**Tasks**
[1] According to the passage on The Early November, in which town was the band formed?
[2] Decide whether each statement below agrees with the passage on The Early November, answering yes or no and quoting the words of the passage that settle it. (a) The band sent its demo to several record labels. (b) The Mother, the Mechanic, and the Path is the band's highest-charting album. (c) Ace Enders recorded The Acoustic EP with the rest of the band.
[3] Write out the stretch of the passage on The Early November from "The band got" through "exchange for Dubitsky.", word for word.

**Reading passage**
+ + + + + + +

The Early November is an American emo band from New Jersey. The group formed in 2001 and signed with Drive-Thru Records in 2002. As of 2024, they have released two EPs For All of This (2002) and The Acoustic EP (2002) and six full-length albums: The Room's Too Cold (2003), The Mother, the Mechanic, and the Path (2006), In Currents (2012), Imbue (2015), Lilac (2019) and The Early November (2024).

==History==
===Formation and For All of This EP (2001–2002)===
The band was formed in 2001 by singer and guitarist Ace Enders, drummer Jeff Kummer and bassist Sergio Anello in Hammonton, New Jersey. Together, they recorded a five-track demo in Enders' basement and sent it, along with a poorly edited videotape to only one label, Drive-Thru Records.

The band got in touch with Drive-Thru founder Richard Reines, who agreed to meet with the band to give advice. Upon returning to California, Reines discussed a possible signing with Drive-Thru co-owner Stefanie Reines. A few weeks later, Drive-Thru signed The Early November and placed them on 2002's Skate and Surf Fest and the Vans Warped Tour.

Before the recording of their debut EP For All of This, the band added an additional guitarist, John Dubitsky. The EP was released on Drive-Thru Records in December 2002. Enders recorded The Acoustic EP on his own, featuring acoustic versions of songs off their debut EP, releasing it two months later. Simultaneously, guitarist Joseph Marro joined the band in exchange for Dubitsky.

===Early success and The Room's Too Cold (2003–2005)===
Throughout 2003, the band continued to tour and write songs in preparation for their first full-length album The Room's Too Cold, which was released in fall of that year. The album debuted at #1 on Billboard Top Heatseekers and #107 on the Billboard 200.

Soon afterwards, Enders recorded a solo record under the name I Can Make a Mess Like Nobody's Business. The album was almost scrapped due to Enders wanting to focus on The Early November.

===Triple disc album and hiatus (2006–2010)===
During the recording process of their triple album, The Mother, The Mechanic, The Path, guitar tech Bill Lugg joined the band as a third guitarist.

The Mother, the Mechanic, and the Path was released on July 11, 2006. The album subsequently debuted at #31 on the Billboard 200 and is the band's highest-charting album to date.

On March 13, 2007, The Early November announced that they would be taking an "indefinite hiatus" following their headlining tour. Their last show prior to the hiatus was played on May 6 at The Bamboozle Festival in New Jersey.

+ + + + + + +

**Record list**
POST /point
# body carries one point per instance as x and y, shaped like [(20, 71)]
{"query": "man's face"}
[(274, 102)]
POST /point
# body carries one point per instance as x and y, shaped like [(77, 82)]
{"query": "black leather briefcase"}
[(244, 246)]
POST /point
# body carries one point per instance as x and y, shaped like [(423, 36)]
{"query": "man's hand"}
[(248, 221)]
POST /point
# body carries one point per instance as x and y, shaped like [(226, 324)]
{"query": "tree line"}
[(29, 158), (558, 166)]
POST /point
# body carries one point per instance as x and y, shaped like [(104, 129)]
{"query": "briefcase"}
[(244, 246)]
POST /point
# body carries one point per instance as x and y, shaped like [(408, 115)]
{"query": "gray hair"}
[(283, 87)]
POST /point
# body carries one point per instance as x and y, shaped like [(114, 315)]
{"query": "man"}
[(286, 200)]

+ + + + + + +

**Answers for the exercise**
[1] Hammonton, New Jersey.

[2]
(a) No: "sent it, along with a poorly edited videotape to only one label, Drive-Thru Records"
(b) Yes: "is the band's highest-charting album to date"
(c) No: "Enders recorded The Acoustic EP on his own"

[3]
The band got in touch with Drive-Thru founder Richard Reines, who agreed to meet with the band to give advice. Upon returning to California, Reines discussed a possible signing with Drive-Thru co-owner Stefanie Reines. A few weeks later, Drive-Thru signed The Early November and placed them on 2002's Skate and Surf Fest and the Vans Warped Tour.

Before the recording of their debut EP For All of This, the band added an additional guitarist, John Dubitsky. The EP was released on Drive-Thru Records in December 2002. Enders recorded The Acoustic EP on his own, featuring acoustic versions of songs off their debut EP, releasing it two months later. Simultaneously, guitarist Joseph Marro joined the band in exchange for Dubitsky.